### Exercise goal
Write the data out verbatim.

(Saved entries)
┌──
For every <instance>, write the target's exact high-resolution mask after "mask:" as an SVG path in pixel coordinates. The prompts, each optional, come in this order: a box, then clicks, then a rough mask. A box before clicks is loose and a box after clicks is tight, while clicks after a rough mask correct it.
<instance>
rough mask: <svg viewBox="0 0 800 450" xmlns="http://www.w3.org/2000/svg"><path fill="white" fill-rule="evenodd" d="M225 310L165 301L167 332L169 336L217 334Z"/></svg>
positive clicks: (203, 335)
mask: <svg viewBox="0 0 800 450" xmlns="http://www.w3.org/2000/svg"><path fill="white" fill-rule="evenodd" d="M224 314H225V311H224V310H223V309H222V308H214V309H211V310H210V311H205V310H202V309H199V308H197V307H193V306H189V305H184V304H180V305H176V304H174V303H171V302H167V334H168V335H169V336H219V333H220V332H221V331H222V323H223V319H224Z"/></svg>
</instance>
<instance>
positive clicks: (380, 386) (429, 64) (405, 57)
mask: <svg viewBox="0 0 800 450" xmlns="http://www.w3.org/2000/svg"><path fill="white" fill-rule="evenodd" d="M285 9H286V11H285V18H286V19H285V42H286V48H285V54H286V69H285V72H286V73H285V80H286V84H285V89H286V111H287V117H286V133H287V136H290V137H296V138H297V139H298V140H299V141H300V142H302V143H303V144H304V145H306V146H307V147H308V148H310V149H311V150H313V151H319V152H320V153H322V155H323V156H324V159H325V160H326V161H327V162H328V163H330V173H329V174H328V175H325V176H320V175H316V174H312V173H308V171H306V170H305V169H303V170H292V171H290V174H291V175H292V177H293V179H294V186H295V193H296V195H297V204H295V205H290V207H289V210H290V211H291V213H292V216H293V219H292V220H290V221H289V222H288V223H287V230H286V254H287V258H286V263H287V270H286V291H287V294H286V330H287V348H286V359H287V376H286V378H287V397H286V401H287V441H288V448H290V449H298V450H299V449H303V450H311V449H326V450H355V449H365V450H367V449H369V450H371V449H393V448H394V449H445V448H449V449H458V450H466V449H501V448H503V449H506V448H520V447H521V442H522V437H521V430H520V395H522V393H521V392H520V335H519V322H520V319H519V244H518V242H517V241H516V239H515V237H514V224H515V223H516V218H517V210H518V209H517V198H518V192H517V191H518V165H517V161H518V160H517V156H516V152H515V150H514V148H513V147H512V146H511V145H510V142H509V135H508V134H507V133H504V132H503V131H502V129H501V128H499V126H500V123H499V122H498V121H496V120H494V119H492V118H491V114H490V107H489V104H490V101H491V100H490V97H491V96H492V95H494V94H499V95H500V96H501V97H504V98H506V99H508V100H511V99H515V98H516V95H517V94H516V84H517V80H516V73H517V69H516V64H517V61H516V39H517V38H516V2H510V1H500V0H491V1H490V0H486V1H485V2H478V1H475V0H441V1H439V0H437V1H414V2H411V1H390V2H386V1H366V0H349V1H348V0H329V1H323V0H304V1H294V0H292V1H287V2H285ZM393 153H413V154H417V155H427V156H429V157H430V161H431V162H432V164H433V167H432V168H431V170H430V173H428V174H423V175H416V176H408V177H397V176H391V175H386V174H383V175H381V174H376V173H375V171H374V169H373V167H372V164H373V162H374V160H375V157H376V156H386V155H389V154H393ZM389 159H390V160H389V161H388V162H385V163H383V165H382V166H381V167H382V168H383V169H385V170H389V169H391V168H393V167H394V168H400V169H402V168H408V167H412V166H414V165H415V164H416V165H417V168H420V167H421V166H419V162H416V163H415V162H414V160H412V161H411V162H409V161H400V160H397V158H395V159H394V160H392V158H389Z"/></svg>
└──
### Solution for this problem
For every <instance>, write the target's exact high-resolution mask after "mask:" as an SVG path in pixel coordinates. The prompts, each optional, come in this order: a box, then clicks, then a rough mask. A box before clicks is loose and a box after clicks is tight, while clicks after a rough mask correct it.
<instance>
rough mask: <svg viewBox="0 0 800 450" xmlns="http://www.w3.org/2000/svg"><path fill="white" fill-rule="evenodd" d="M225 310L165 301L167 332L169 336L217 334Z"/></svg>
positive clicks: (203, 335)
mask: <svg viewBox="0 0 800 450" xmlns="http://www.w3.org/2000/svg"><path fill="white" fill-rule="evenodd" d="M224 314H225V311H224V310H223V309H222V308H214V309H211V310H210V311H205V310H202V309H199V308H197V307H193V306H189V305H184V304H180V305H176V304H174V303H171V302H167V334H168V335H169V336H219V333H220V332H221V331H222V323H223V319H224Z"/></svg>
</instance>
<instance>
positive clicks: (380, 386) (429, 64) (405, 57)
mask: <svg viewBox="0 0 800 450" xmlns="http://www.w3.org/2000/svg"><path fill="white" fill-rule="evenodd" d="M285 9H286V11H285V18H286V19H285V42H286V48H285V54H286V69H285V72H286V73H285V80H286V84H285V89H286V111H287V117H286V133H287V136H290V137H296V138H297V139H298V140H299V141H300V142H302V143H303V144H304V145H306V146H307V147H308V148H310V149H311V150H313V151H319V152H320V153H322V155H323V156H324V159H325V160H326V161H327V162H328V163H330V173H329V174H328V175H325V176H320V175H316V174H312V173H308V171H306V170H305V169H303V170H292V171H290V174H291V175H292V177H293V179H294V186H295V193H296V195H297V204H295V205H290V207H289V210H290V211H291V213H292V216H293V219H292V220H290V221H289V222H288V223H287V230H286V254H287V258H286V263H287V270H286V291H287V294H286V330H287V348H286V359H287V376H286V378H287V397H286V401H287V441H288V448H290V449H298V450H299V449H303V450H311V449H326V450H355V449H365V450H367V449H369V450H371V449H393V448H394V449H445V448H449V449H458V450H466V449H501V448H503V449H506V448H520V447H521V442H522V437H521V430H520V395H522V393H521V392H520V335H519V322H520V319H519V244H518V242H517V241H516V239H515V237H514V224H515V223H516V218H517V210H518V209H517V198H518V192H517V191H518V165H517V161H518V160H517V156H516V152H515V150H514V148H513V147H512V146H511V145H510V142H509V135H508V134H507V133H504V132H503V131H502V129H501V128H499V126H500V123H499V122H498V121H496V120H494V119H492V118H491V114H490V107H489V104H490V101H491V100H490V97H491V96H492V95H494V94H499V95H500V96H501V97H504V98H506V99H508V100H511V99H515V98H516V95H517V94H516V84H517V80H516V73H517V69H516V64H517V61H516V39H517V38H516V2H510V1H500V0H491V1H490V0H486V1H485V2H478V1H475V0H441V1H439V0H437V1H414V2H411V1H390V2H386V1H366V0H349V1H348V0H329V1H323V0H304V1H294V0H292V1H287V2H285ZM393 153H413V154H417V155H427V156H429V157H430V161H431V162H432V164H433V167H432V168H431V170H430V173H428V174H423V175H416V176H408V177H397V176H391V175H386V174H383V175H381V174H376V173H375V171H374V169H373V167H372V164H373V162H374V160H375V157H376V156H386V155H389V154H393ZM389 159H390V160H389V161H388V162H385V163H383V165H382V166H381V167H382V168H383V169H385V170H389V169H391V168H393V167H394V168H400V169H402V168H408V167H412V166H414V165H415V164H416V165H417V168H420V167H421V166H419V162H416V163H415V162H414V160H412V161H411V162H409V161H400V160H397V158H395V159H394V160H392V158H389Z"/></svg>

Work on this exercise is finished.